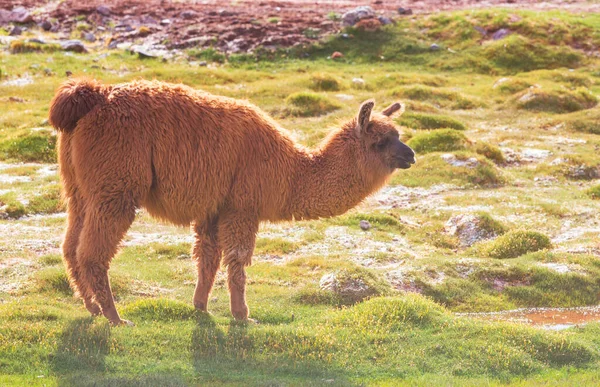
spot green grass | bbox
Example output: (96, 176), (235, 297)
(285, 92), (341, 117)
(0, 9), (600, 386)
(398, 112), (467, 130)
(407, 129), (469, 153)
(486, 230), (552, 258)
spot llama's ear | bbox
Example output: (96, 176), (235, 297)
(381, 102), (404, 117)
(356, 99), (375, 137)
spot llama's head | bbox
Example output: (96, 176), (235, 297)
(354, 100), (416, 173)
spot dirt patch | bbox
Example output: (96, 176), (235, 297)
(458, 306), (600, 330)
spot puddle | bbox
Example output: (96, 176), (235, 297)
(457, 305), (600, 331)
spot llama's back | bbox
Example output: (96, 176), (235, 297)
(60, 82), (295, 225)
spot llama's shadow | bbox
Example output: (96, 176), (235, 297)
(51, 317), (110, 386)
(191, 314), (355, 386)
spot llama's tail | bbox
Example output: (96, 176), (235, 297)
(49, 79), (109, 132)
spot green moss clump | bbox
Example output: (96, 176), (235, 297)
(473, 141), (506, 164)
(483, 34), (583, 73)
(407, 129), (469, 153)
(486, 230), (552, 259)
(494, 78), (532, 94)
(9, 40), (60, 54)
(587, 184), (600, 199)
(0, 134), (56, 163)
(123, 299), (196, 321)
(285, 92), (341, 117)
(516, 89), (598, 113)
(310, 74), (342, 91)
(391, 85), (482, 109)
(398, 113), (467, 130)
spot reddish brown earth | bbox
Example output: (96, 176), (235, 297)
(0, 0), (600, 53)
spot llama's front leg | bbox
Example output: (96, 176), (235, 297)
(192, 219), (222, 312)
(219, 214), (258, 320)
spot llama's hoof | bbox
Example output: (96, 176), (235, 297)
(110, 319), (135, 327)
(84, 301), (102, 316)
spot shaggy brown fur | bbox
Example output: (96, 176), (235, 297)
(50, 80), (415, 324)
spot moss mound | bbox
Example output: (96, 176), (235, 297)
(391, 152), (506, 187)
(398, 113), (467, 130)
(123, 299), (196, 321)
(407, 129), (469, 153)
(587, 184), (600, 199)
(494, 78), (533, 94)
(486, 230), (552, 259)
(320, 267), (391, 305)
(516, 89), (598, 113)
(483, 34), (583, 73)
(310, 74), (342, 91)
(285, 92), (341, 117)
(473, 141), (506, 164)
(391, 85), (482, 109)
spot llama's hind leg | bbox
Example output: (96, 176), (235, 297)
(192, 219), (222, 312)
(62, 194), (102, 316)
(77, 203), (135, 325)
(219, 213), (258, 320)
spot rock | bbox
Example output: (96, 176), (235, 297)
(96, 5), (110, 16)
(473, 26), (487, 36)
(354, 18), (381, 32)
(444, 214), (498, 247)
(377, 16), (394, 26)
(0, 7), (33, 24)
(492, 28), (510, 40)
(342, 5), (376, 27)
(8, 26), (23, 36)
(352, 78), (367, 88)
(319, 271), (379, 304)
(179, 10), (198, 20)
(83, 32), (96, 42)
(60, 40), (87, 53)
(440, 153), (479, 168)
(40, 20), (52, 31)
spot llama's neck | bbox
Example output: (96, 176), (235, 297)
(288, 139), (385, 219)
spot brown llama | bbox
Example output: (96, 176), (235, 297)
(50, 80), (415, 325)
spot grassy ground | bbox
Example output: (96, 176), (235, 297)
(0, 10), (600, 386)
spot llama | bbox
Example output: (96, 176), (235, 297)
(50, 80), (415, 325)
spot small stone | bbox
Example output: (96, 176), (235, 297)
(8, 26), (23, 36)
(179, 10), (198, 20)
(40, 20), (52, 31)
(96, 5), (110, 16)
(342, 5), (376, 27)
(60, 40), (87, 53)
(492, 28), (510, 40)
(473, 26), (487, 36)
(83, 32), (96, 42)
(352, 78), (367, 88)
(377, 16), (394, 26)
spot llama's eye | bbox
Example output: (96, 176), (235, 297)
(377, 138), (390, 149)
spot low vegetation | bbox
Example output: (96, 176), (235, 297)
(0, 9), (600, 386)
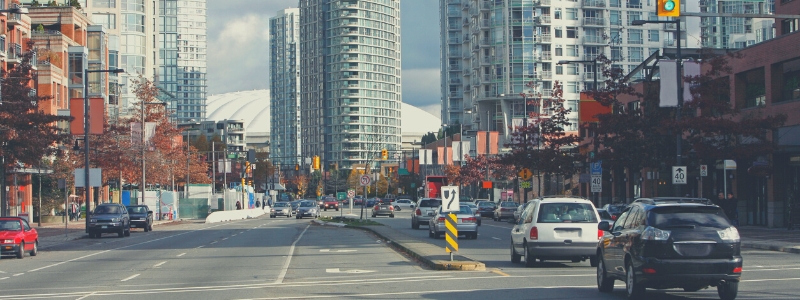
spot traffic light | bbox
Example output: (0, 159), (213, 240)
(656, 0), (681, 17)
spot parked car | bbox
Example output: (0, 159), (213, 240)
(597, 201), (743, 299)
(411, 198), (442, 229)
(323, 196), (339, 211)
(461, 202), (481, 226)
(295, 200), (320, 219)
(511, 196), (603, 267)
(372, 199), (394, 218)
(269, 201), (294, 218)
(125, 205), (153, 232)
(0, 217), (39, 258)
(394, 198), (415, 211)
(428, 205), (478, 239)
(492, 201), (518, 221)
(86, 203), (131, 238)
(514, 201), (531, 222)
(478, 201), (497, 217)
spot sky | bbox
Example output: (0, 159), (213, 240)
(207, 0), (441, 117)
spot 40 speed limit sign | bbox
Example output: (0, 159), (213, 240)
(592, 175), (603, 193)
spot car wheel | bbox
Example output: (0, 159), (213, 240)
(597, 259), (614, 293)
(17, 242), (25, 259)
(625, 263), (644, 299)
(31, 240), (39, 256)
(717, 281), (739, 300)
(522, 243), (536, 268)
(509, 241), (522, 264)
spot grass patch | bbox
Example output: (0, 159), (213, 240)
(319, 217), (383, 226)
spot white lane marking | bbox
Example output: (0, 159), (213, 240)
(120, 274), (142, 281)
(77, 292), (96, 300)
(28, 224), (226, 272)
(275, 224), (311, 284)
(325, 268), (375, 274)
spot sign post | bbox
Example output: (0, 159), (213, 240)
(442, 186), (461, 261)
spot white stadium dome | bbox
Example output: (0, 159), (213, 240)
(206, 90), (442, 144)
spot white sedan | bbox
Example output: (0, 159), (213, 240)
(392, 199), (416, 211)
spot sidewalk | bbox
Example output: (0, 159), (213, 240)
(31, 219), (180, 249)
(739, 226), (800, 254)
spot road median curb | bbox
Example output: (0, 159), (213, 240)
(346, 226), (486, 271)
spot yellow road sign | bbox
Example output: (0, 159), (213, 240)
(517, 168), (533, 180)
(444, 214), (458, 253)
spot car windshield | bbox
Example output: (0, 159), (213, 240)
(94, 205), (119, 214)
(419, 199), (442, 207)
(0, 220), (22, 231)
(128, 206), (147, 214)
(538, 203), (597, 223)
(647, 206), (731, 229)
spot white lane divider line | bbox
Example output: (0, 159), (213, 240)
(120, 274), (142, 281)
(275, 224), (311, 284)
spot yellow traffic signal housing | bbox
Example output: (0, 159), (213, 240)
(656, 0), (681, 17)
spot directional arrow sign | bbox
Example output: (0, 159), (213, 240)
(672, 166), (686, 184)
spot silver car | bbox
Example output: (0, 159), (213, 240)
(428, 205), (478, 239)
(269, 201), (294, 218)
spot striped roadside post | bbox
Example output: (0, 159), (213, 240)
(444, 214), (458, 261)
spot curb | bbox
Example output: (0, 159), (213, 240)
(347, 226), (486, 271)
(742, 242), (800, 254)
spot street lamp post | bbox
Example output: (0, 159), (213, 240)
(83, 68), (125, 232)
(631, 17), (683, 197)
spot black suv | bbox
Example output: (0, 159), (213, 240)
(126, 205), (153, 232)
(86, 203), (131, 238)
(597, 199), (742, 300)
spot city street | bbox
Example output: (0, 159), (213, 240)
(0, 210), (800, 299)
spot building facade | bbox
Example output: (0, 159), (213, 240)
(269, 8), (302, 165)
(299, 0), (402, 169)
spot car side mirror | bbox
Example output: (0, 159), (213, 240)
(597, 221), (611, 231)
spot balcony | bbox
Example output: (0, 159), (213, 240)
(583, 35), (606, 44)
(583, 0), (606, 8)
(583, 18), (606, 26)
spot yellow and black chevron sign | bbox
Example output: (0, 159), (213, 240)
(444, 214), (458, 253)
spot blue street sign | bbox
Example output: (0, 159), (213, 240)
(591, 161), (603, 175)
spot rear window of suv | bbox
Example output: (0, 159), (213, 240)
(538, 203), (597, 223)
(419, 199), (442, 207)
(647, 206), (732, 229)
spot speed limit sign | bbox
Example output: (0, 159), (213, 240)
(358, 175), (372, 186)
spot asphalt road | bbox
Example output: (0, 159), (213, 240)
(0, 211), (800, 300)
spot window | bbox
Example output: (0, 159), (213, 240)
(567, 27), (578, 39)
(647, 30), (658, 42)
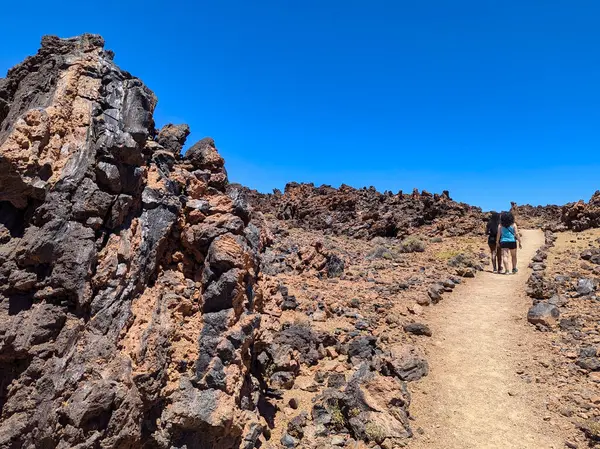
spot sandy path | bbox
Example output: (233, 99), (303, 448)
(410, 231), (565, 449)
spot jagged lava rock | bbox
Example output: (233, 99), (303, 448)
(0, 34), (264, 448)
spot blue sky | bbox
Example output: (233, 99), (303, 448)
(0, 0), (600, 209)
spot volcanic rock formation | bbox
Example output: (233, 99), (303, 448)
(243, 183), (486, 238)
(0, 35), (263, 448)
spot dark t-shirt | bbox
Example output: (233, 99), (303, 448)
(485, 223), (498, 244)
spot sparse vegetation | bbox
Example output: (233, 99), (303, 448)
(329, 402), (346, 429)
(448, 252), (478, 268)
(366, 246), (398, 260)
(398, 235), (427, 253)
(365, 422), (385, 444)
(435, 249), (461, 261)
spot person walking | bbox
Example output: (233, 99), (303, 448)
(485, 211), (502, 273)
(496, 212), (523, 274)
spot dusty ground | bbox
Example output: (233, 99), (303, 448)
(410, 231), (573, 449)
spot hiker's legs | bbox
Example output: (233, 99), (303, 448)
(510, 248), (517, 271)
(502, 248), (510, 272)
(496, 245), (504, 273)
(489, 243), (500, 271)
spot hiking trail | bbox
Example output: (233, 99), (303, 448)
(409, 230), (565, 449)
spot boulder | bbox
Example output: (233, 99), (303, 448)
(527, 302), (560, 327)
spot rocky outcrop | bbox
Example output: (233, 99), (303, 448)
(0, 35), (264, 448)
(561, 190), (600, 231)
(243, 183), (487, 238)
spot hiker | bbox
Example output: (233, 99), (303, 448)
(496, 212), (523, 274)
(485, 211), (502, 273)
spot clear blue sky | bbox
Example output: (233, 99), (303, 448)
(0, 0), (600, 209)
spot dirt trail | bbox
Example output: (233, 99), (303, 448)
(410, 231), (565, 449)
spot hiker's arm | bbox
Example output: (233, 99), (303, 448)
(515, 223), (523, 248)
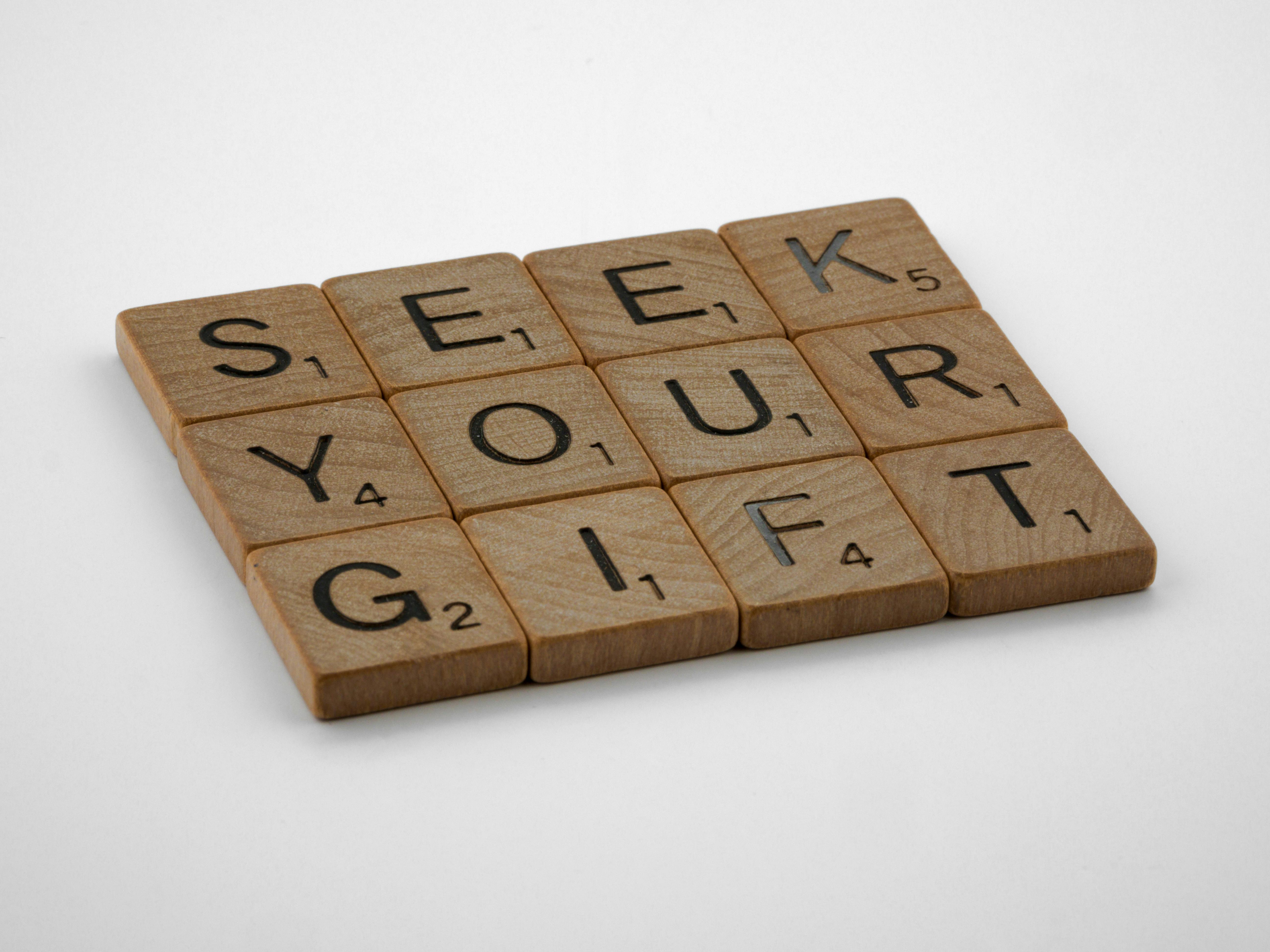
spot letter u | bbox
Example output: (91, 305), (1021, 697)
(665, 369), (772, 437)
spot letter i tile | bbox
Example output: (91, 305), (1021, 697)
(597, 339), (864, 486)
(246, 519), (528, 718)
(671, 456), (949, 647)
(874, 429), (1156, 614)
(177, 399), (450, 576)
(462, 488), (737, 682)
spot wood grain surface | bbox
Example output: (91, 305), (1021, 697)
(525, 228), (785, 367)
(177, 399), (450, 578)
(874, 429), (1156, 614)
(246, 519), (528, 717)
(671, 456), (949, 647)
(321, 254), (582, 396)
(719, 198), (979, 338)
(114, 284), (380, 452)
(390, 367), (660, 519)
(796, 311), (1067, 457)
(462, 489), (737, 682)
(597, 339), (864, 486)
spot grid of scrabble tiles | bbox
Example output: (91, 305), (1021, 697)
(117, 199), (1156, 717)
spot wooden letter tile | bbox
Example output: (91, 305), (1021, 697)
(671, 457), (949, 647)
(177, 399), (450, 576)
(464, 489), (737, 682)
(875, 429), (1156, 614)
(391, 367), (660, 519)
(798, 311), (1067, 457)
(598, 339), (864, 486)
(114, 284), (380, 451)
(246, 519), (528, 717)
(321, 254), (582, 396)
(525, 228), (785, 367)
(719, 198), (979, 338)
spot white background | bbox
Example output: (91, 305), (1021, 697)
(0, 0), (1270, 952)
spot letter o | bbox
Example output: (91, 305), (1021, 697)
(467, 404), (573, 466)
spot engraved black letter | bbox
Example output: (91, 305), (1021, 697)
(745, 492), (824, 565)
(246, 433), (333, 502)
(198, 317), (292, 377)
(785, 228), (895, 295)
(869, 344), (983, 407)
(578, 525), (626, 592)
(467, 404), (573, 466)
(314, 562), (430, 631)
(401, 288), (507, 353)
(949, 462), (1036, 529)
(605, 262), (706, 324)
(665, 371), (772, 437)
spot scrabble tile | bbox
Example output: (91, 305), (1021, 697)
(462, 489), (737, 682)
(719, 198), (979, 338)
(114, 284), (380, 452)
(597, 339), (864, 486)
(390, 367), (660, 519)
(798, 311), (1067, 457)
(671, 456), (949, 647)
(875, 429), (1156, 614)
(177, 399), (450, 576)
(525, 228), (785, 367)
(246, 519), (528, 717)
(321, 254), (582, 396)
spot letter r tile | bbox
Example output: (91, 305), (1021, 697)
(796, 311), (1067, 457)
(462, 488), (737, 682)
(114, 284), (380, 452)
(177, 399), (450, 578)
(246, 519), (528, 718)
(391, 366), (659, 519)
(321, 254), (582, 396)
(719, 198), (979, 338)
(598, 339), (864, 486)
(874, 429), (1156, 614)
(525, 228), (785, 367)
(671, 456), (949, 647)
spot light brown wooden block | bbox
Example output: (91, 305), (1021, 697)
(246, 519), (528, 717)
(671, 456), (949, 647)
(796, 311), (1067, 457)
(114, 284), (380, 452)
(321, 254), (582, 396)
(177, 399), (450, 576)
(597, 339), (864, 486)
(874, 429), (1156, 614)
(464, 489), (737, 682)
(719, 198), (979, 338)
(525, 228), (785, 367)
(390, 367), (660, 519)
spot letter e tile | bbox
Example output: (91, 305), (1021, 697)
(462, 489), (737, 682)
(874, 429), (1156, 614)
(525, 228), (785, 367)
(321, 254), (582, 396)
(246, 519), (528, 718)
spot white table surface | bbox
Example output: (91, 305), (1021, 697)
(0, 0), (1270, 952)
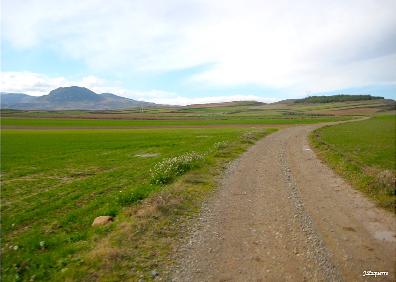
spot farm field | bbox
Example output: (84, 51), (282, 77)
(1, 125), (276, 281)
(311, 114), (396, 211)
(1, 101), (394, 281)
(2, 117), (346, 128)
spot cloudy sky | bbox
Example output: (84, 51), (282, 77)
(1, 0), (396, 104)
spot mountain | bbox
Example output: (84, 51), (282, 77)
(0, 86), (159, 110)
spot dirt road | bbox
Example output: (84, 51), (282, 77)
(173, 125), (396, 281)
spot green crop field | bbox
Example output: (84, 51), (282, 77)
(1, 98), (395, 281)
(2, 117), (346, 127)
(1, 126), (276, 281)
(311, 115), (396, 211)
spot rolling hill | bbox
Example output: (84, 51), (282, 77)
(0, 86), (159, 110)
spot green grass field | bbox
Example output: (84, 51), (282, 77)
(1, 128), (276, 281)
(1, 98), (395, 281)
(1, 117), (346, 127)
(311, 115), (396, 211)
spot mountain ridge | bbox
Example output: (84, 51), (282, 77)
(0, 86), (162, 110)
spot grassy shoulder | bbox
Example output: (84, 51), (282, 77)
(1, 128), (272, 281)
(310, 115), (396, 212)
(57, 129), (276, 281)
(1, 116), (351, 128)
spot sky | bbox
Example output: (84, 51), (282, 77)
(0, 0), (396, 105)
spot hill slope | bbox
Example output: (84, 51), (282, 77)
(1, 86), (158, 110)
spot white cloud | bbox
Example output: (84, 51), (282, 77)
(2, 0), (396, 92)
(0, 72), (278, 105)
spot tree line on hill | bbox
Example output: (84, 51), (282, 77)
(295, 94), (384, 103)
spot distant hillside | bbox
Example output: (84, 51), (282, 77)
(294, 94), (384, 103)
(186, 101), (265, 108)
(0, 86), (159, 110)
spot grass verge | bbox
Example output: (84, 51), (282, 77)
(1, 128), (276, 281)
(56, 129), (276, 281)
(310, 115), (396, 213)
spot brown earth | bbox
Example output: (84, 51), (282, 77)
(171, 125), (396, 281)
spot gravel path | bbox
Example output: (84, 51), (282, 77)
(172, 125), (396, 281)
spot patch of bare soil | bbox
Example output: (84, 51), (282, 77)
(171, 125), (396, 281)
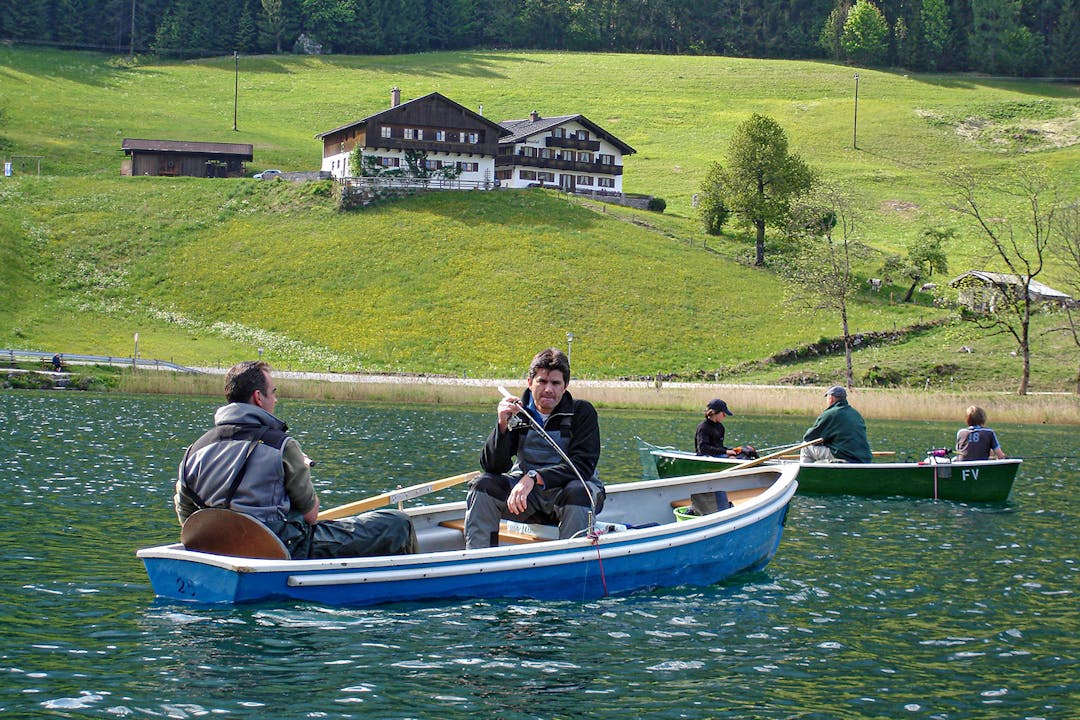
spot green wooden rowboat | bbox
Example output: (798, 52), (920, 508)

▶ **Requirements**
Copy the entries from their start through the line containing "(84, 301), (102, 316)", both ends included, and increase every bounding-box coordinate in the answers by 129 while leaving everything else unchanged. Leave the pictures out.

▶ **Correct result**
spot green grass | bbox
Example output: (96, 176), (235, 297)
(414, 221), (470, 246)
(129, 138), (729, 515)
(527, 241), (596, 259)
(536, 258), (598, 282)
(615, 359), (681, 387)
spot llama's ear | bbox
Example output: (96, 176), (235, 297)
(510, 231), (533, 246)
(485, 228), (504, 266)
spot llama's head | bbox
Example output: (96, 176), (235, 297)
(483, 229), (545, 302)
spot dirt patch | bbox
Example output: (96, 176), (235, 297)
(587, 435), (729, 459)
spot puddle | bbox
Example output: (96, 176), (235, 297)
(586, 434), (729, 460)
spot llama's back | bbox
Example output: (96, 176), (235, 297)
(189, 211), (424, 354)
spot llama's shadow | bbox
Example output: (96, 176), (235, 297)
(180, 446), (239, 515)
(320, 443), (484, 515)
spot llama's tail | bbox
Example output: (96, 176), (235, 297)
(178, 208), (238, 261)
spot green moss clump | bbox
Example output: (96, 176), (235, 297)
(602, 270), (635, 293)
(612, 163), (712, 202)
(536, 258), (598, 282)
(615, 359), (681, 388)
(623, 207), (661, 223)
(138, 169), (189, 183)
(716, 313), (729, 328)
(129, 263), (185, 292)
(252, 428), (325, 450)
(414, 221), (470, 246)
(645, 218), (727, 242)
(439, 203), (471, 220)
(520, 214), (611, 238)
(527, 242), (596, 259)
spot reddish brown earth | bbox
Example output: (96, 176), (235, 297)
(129, 129), (729, 182)
spot llama's front leg | bbox
Example output: (96, 176), (235, 297)
(321, 348), (351, 441)
(348, 343), (387, 449)
spot llama's hoof | bbox
Example output: (96, 176), (235, 297)
(239, 448), (264, 456)
(213, 430), (231, 445)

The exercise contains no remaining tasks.